### Task instructions
Find each line of the entries below that contains the string "underside" and copy those lines out. Match case exactly.

** begin **

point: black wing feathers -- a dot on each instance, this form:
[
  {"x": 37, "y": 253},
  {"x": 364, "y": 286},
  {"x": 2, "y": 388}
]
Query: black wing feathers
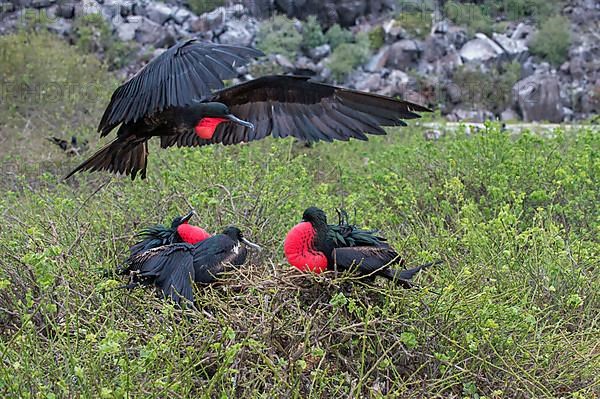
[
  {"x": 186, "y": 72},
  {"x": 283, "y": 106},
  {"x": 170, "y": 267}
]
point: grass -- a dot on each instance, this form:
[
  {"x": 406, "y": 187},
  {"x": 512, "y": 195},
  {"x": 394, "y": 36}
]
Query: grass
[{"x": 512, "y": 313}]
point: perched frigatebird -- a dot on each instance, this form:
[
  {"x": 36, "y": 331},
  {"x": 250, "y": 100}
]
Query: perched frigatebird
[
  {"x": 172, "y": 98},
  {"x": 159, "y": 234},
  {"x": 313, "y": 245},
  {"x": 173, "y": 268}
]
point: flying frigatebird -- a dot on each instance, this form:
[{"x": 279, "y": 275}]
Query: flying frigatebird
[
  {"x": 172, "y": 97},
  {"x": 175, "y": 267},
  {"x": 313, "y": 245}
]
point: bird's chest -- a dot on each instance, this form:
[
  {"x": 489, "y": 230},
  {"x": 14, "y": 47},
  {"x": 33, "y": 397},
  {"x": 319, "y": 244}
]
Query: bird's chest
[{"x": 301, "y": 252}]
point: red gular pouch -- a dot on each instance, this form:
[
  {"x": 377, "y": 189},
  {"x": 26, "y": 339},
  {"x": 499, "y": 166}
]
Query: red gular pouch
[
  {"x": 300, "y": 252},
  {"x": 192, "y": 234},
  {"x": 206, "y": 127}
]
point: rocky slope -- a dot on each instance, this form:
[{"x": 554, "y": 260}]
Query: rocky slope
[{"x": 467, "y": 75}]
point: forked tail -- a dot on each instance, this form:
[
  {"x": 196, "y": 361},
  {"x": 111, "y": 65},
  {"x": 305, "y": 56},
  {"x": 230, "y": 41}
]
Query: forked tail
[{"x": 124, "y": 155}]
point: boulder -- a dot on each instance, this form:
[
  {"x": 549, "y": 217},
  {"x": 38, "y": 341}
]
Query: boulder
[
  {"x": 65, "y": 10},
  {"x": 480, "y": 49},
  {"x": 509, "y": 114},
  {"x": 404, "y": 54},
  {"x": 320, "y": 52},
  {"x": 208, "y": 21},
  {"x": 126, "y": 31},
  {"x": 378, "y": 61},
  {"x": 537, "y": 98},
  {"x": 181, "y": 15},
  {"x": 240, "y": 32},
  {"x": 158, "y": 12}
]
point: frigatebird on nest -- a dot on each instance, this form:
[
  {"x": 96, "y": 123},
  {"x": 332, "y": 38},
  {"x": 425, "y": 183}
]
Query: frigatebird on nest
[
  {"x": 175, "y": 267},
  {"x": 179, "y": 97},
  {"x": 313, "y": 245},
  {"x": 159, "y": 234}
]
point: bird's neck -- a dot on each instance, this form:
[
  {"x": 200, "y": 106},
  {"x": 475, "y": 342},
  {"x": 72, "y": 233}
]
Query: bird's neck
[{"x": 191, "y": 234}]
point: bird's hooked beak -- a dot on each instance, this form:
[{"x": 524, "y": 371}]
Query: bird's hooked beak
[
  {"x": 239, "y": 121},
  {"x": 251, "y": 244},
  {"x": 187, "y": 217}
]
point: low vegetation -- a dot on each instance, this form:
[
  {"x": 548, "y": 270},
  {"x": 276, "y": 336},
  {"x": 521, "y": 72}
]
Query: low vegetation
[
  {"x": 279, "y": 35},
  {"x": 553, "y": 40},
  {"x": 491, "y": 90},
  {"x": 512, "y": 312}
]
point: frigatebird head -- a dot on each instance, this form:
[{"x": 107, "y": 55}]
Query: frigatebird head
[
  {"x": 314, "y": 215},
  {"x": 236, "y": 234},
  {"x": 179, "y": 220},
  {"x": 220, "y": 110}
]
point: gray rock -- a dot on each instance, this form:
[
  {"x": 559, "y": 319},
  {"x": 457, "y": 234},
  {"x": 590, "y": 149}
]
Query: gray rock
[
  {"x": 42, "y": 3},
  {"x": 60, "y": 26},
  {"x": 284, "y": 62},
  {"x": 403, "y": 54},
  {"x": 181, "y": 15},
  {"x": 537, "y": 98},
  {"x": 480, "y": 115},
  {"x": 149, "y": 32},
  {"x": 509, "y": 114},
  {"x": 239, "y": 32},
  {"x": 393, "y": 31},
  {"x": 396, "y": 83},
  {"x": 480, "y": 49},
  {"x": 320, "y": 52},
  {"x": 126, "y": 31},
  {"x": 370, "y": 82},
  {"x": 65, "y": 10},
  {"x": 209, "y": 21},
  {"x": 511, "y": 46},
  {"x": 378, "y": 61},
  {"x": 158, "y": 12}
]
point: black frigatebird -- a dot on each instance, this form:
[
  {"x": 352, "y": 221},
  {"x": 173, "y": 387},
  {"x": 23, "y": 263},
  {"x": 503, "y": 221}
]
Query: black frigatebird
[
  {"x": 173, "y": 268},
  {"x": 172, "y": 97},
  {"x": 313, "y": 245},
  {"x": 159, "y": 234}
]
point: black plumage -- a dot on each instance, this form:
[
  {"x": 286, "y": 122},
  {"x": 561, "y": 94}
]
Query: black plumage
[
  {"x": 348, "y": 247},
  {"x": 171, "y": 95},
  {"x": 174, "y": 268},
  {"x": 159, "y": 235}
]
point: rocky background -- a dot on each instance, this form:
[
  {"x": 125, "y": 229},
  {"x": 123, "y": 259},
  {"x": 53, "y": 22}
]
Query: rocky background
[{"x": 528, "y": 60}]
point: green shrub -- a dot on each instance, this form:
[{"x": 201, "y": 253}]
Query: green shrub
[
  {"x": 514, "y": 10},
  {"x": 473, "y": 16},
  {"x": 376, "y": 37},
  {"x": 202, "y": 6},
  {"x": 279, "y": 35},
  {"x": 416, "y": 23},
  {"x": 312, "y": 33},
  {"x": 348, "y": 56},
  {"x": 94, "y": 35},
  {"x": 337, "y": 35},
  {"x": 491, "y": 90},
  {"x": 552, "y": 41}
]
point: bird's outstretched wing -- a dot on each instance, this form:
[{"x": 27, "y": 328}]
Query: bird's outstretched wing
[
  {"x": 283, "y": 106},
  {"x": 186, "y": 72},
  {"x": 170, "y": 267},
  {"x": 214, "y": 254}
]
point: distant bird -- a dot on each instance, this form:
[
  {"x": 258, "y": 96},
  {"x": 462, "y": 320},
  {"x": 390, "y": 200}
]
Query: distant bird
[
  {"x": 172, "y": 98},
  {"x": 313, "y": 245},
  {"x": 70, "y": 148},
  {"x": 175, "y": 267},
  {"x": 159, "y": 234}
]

** end **
** begin **

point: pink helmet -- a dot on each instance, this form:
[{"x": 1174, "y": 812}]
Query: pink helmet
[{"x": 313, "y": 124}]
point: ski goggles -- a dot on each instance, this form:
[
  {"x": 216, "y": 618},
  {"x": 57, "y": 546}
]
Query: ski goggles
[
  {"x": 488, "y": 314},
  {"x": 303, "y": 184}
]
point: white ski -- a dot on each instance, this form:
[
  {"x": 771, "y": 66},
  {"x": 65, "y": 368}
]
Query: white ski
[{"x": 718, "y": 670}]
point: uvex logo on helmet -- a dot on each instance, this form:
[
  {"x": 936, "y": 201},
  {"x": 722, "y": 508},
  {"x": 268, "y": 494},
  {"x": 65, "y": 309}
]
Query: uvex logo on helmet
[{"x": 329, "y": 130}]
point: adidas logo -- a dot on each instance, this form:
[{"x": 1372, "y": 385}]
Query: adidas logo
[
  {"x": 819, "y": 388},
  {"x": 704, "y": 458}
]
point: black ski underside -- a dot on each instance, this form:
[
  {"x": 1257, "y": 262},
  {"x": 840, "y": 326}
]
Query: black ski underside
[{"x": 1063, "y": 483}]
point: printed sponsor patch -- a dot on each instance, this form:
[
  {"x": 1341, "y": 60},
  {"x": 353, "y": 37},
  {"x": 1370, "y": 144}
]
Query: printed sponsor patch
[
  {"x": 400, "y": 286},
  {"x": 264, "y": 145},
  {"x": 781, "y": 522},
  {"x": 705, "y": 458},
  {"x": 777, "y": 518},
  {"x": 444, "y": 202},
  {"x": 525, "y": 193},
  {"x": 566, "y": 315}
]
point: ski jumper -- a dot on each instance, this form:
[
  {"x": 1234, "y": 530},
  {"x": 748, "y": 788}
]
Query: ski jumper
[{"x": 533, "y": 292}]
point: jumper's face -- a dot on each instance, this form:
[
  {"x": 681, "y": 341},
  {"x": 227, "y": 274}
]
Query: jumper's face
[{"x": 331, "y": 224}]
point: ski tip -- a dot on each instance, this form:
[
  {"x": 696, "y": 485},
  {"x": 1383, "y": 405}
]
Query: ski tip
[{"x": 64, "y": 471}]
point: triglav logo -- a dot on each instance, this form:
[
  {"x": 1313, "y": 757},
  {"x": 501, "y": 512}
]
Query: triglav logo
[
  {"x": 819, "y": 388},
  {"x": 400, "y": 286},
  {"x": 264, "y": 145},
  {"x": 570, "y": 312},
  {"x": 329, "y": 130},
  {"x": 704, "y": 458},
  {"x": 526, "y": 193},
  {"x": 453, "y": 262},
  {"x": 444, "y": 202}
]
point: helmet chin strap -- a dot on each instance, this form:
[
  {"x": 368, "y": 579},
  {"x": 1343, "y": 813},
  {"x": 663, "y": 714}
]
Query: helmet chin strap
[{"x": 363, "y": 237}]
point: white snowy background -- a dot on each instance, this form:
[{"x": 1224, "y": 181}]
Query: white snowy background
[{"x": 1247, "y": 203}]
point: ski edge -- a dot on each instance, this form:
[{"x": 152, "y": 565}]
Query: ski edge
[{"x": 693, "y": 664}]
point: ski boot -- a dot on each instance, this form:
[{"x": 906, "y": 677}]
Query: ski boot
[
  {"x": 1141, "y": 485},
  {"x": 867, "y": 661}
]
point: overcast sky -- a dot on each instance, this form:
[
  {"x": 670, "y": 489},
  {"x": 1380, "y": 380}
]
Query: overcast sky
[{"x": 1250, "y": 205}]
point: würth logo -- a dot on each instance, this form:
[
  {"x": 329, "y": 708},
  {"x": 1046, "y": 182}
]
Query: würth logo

** end **

### Response to this exercise
point: black ski underside -- a dot on each instance, this form:
Query: black ski underside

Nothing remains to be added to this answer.